● **Assigned task**: The records below need to be copied in full. Match them exactly.

● **Provided information**:
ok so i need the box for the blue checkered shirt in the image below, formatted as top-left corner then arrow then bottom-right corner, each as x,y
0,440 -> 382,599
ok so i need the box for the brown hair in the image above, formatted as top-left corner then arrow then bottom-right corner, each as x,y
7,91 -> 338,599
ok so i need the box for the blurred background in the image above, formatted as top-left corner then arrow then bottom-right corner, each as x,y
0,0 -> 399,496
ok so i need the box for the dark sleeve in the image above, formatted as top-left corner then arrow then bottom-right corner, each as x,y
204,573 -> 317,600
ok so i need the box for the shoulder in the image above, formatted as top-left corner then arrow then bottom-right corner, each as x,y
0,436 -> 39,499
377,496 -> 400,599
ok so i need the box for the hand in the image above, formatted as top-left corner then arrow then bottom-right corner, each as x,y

● **Exercise result**:
ok so i need the box for the blue checkered shirt in the image below, formatted as top-left corner then arrow then bottom-right corner, each as x,y
0,440 -> 382,599
ok so i need the box for the brown hair in the image above, formatted as top-left corner then arrow then bottom-right corner, each as x,y
7,91 -> 338,599
ok so i need the box for the blurred background in the image above, formatted as top-left corner then arrow then bottom-right corner, each as x,y
0,0 -> 399,496
ok so i need the box for the dark sleeve in the image above, formatted as top-left corner then arrow then bottom-right corner, each as x,y
204,573 -> 317,600
ok so i need the box for the shoulder in the image above, formatted as top-left corner then arrow then bottom-right corner, each as x,y
0,436 -> 39,499
377,496 -> 400,599
ok so i need the box for the hand in the image above, formatted as top-left corner then arrow then bottom-right corner, each as x,y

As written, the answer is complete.